▸ Erforderliche Aufgabe 1:
Geben Sie den Abschnitt des bereitgestellten Auszugs von „Der Kunde muss“ bis „165 von 2071)“ wortgetreu wieder.
▸ Erforderliche Aufgabe 2:
Schreiben Sie die Datenzeilen vom Anfang bis einschließlich der Zeile mit „389L149 459L230 438L312“ unverändert ab.

▸ Bereitgestellter Auszug:
Der Kunde muss nur jede Tube bezahlen, die ihm als erste zugestellt wird. Der Rest sind Autoretouren. Bei einem maßgeschneiderten Jackett mag das ein Problem sein, bei Zahnpasta nicht. Die werden die Lieferdienste schon irgendwie los. Ich erkläre es ihm. Aber Dad schüttelt nur den Kopf und murmelt etwas von „Endstufe des Kapitalismus“. (Auszug Pos. 165 von 2071)
Ich bewundere immer wieder Tom Hillenbrands Fähigkeit, eine komplexe Zukunftswelt fiktiv zu erschaffen. Fast ohne unnötige Erklärungen, dafür aber detailreich und mit kreativen Wortneuschöpfungen, die sich leicht erschließen. Und mit einem Füllhorn an kreativen Einfällen. Berlin ist im Krieg komplett zerstört worden und man hat daneben Neu-Berlin, von den Bewohnern liebevoll BeeZwee genannt, errichtet. Die MegaCity besteht aus riesigen Sozialbauten und Ausfallstraßen, die Namen aktueller Prominenz wie Glööckler-Allee oder Robert-Habeck-Ausfallstraße besitzen. Während sich auf den Straßen die Bikes und Rikscha-SUVs stauen, ist der Himmel mit Delivery-Drohnen verstopft. Manche Bewohner, sogenannte Mobilniks, die sich die Miete in den Hochhäusern nicht mehr leisten können, hausen in ihren Autos, welche mit Autopilot unendlich auf dem Stadtring fahren. Das Szenario erscheint gar nicht so abwegig, sondern wie eine radikale Weiterentwicklung unserer heutigen Konsumgesellschaft.

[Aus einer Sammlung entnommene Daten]
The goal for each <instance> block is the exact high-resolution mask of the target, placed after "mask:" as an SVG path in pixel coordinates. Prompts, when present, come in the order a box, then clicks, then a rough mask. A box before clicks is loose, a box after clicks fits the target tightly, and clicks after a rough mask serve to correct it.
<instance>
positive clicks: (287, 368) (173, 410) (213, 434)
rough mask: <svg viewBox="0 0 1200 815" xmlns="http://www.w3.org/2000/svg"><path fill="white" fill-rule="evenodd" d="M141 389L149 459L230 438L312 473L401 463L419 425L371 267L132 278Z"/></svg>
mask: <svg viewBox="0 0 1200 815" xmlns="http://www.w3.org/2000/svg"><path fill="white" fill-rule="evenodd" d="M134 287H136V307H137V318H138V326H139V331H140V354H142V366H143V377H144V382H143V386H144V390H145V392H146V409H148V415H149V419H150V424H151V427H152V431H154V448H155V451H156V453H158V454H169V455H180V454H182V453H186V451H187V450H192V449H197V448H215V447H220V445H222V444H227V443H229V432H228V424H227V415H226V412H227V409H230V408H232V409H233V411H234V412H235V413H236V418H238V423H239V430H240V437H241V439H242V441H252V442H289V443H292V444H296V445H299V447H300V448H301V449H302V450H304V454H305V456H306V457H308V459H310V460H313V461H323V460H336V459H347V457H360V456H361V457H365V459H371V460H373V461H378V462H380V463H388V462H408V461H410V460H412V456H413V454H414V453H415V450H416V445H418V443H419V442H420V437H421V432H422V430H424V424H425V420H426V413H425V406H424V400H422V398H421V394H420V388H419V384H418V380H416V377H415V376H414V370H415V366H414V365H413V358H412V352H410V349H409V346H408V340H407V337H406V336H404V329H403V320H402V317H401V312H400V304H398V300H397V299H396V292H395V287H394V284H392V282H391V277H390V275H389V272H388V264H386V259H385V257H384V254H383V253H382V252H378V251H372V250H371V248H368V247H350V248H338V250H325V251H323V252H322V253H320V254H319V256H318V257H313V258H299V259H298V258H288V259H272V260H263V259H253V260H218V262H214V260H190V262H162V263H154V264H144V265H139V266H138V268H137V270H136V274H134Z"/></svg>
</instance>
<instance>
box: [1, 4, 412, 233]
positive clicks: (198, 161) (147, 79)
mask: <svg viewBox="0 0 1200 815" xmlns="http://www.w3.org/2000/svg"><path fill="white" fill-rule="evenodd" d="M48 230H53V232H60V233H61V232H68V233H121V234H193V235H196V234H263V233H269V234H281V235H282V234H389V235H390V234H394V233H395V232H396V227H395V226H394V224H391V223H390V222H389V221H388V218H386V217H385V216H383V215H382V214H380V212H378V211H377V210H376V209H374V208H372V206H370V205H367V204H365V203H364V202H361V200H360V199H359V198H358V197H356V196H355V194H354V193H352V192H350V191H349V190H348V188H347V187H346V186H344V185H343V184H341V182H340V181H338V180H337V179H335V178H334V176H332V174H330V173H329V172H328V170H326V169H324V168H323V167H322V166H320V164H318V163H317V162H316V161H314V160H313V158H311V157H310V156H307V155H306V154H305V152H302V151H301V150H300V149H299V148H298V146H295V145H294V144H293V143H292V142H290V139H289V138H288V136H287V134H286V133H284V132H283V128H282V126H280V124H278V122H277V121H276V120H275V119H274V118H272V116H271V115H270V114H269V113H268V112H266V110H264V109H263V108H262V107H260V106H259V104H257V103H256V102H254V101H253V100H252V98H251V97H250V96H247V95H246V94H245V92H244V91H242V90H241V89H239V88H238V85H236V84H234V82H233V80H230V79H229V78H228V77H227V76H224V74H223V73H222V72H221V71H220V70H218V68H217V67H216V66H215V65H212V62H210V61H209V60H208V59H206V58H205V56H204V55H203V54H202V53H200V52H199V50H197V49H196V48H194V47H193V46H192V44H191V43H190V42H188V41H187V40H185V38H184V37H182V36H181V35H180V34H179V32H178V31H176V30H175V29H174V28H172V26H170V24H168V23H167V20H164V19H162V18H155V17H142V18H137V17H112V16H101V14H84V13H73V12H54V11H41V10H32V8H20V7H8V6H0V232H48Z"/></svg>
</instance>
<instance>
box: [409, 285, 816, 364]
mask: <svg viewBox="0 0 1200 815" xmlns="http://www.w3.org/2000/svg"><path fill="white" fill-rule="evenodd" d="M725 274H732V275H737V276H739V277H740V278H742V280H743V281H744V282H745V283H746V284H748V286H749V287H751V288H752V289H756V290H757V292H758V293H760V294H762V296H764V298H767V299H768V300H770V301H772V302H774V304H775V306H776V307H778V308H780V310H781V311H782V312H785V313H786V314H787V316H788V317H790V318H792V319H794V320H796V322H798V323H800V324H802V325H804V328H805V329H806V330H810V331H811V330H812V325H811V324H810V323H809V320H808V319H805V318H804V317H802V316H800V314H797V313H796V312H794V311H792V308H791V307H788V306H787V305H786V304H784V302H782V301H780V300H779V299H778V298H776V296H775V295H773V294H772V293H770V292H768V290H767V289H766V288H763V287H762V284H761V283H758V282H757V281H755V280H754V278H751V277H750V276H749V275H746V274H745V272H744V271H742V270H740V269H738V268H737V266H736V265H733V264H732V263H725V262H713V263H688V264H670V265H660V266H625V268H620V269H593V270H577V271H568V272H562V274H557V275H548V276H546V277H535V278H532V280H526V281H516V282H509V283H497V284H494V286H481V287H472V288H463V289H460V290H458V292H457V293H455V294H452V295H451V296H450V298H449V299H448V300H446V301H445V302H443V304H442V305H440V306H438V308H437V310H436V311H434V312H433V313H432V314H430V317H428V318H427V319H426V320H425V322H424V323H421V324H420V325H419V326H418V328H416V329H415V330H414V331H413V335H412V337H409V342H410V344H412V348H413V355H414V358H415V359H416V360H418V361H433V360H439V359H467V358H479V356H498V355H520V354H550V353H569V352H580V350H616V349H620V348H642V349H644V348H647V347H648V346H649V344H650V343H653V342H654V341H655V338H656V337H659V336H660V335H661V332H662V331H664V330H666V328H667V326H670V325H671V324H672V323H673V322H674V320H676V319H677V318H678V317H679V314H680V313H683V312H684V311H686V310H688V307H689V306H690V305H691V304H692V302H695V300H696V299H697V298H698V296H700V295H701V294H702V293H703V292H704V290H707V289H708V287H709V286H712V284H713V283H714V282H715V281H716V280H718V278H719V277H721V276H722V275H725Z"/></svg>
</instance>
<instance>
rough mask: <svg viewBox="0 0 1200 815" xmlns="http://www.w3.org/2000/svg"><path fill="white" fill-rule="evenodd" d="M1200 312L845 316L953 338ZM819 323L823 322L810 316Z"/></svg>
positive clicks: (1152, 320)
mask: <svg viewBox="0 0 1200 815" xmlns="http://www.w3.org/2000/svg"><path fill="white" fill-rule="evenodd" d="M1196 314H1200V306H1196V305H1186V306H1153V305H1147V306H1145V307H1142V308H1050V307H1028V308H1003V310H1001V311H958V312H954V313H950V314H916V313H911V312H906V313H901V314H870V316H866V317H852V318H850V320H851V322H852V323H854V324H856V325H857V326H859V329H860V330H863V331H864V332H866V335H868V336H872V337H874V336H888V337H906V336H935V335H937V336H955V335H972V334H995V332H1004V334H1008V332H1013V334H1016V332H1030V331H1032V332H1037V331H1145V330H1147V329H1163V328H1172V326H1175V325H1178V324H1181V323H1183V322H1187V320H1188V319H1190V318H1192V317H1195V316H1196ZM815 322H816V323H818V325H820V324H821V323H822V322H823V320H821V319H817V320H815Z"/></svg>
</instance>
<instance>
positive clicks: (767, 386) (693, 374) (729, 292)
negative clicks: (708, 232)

▸ Ergebnis der Übung 1:
Der Kunde muss nur jede Tube bezahlen, die ihm als erste zugestellt wird. Der Rest sind Autoretouren. Bei einem maßgeschneiderten Jackett mag das ein Problem sein, bei Zahnpasta nicht. Die werden die Lieferdienste schon irgendwie los. Ich erkläre es ihm. Aber Dad schüttelt nur den Kopf und murmelt etwas von „Endstufe des Kapitalismus“. (Auszug Pos. 165 von 2071)

▸ Ergebnis der Übung 2:
The goal for each <instance> block is the exact high-resolution mask of the target, placed after "mask:" as an SVG path in pixel coordinates. Prompts, when present, come in the order a box, then clicks, then a rough mask. A box before clicks is loose, a box after clicks fits the target tightly, and clicks after a rough mask serve to correct it.
<instance>
positive clicks: (287, 368) (173, 410) (213, 434)
rough mask: <svg viewBox="0 0 1200 815" xmlns="http://www.w3.org/2000/svg"><path fill="white" fill-rule="evenodd" d="M141 389L149 459L230 438L312 473L401 463L419 425L371 267L132 278Z"/></svg>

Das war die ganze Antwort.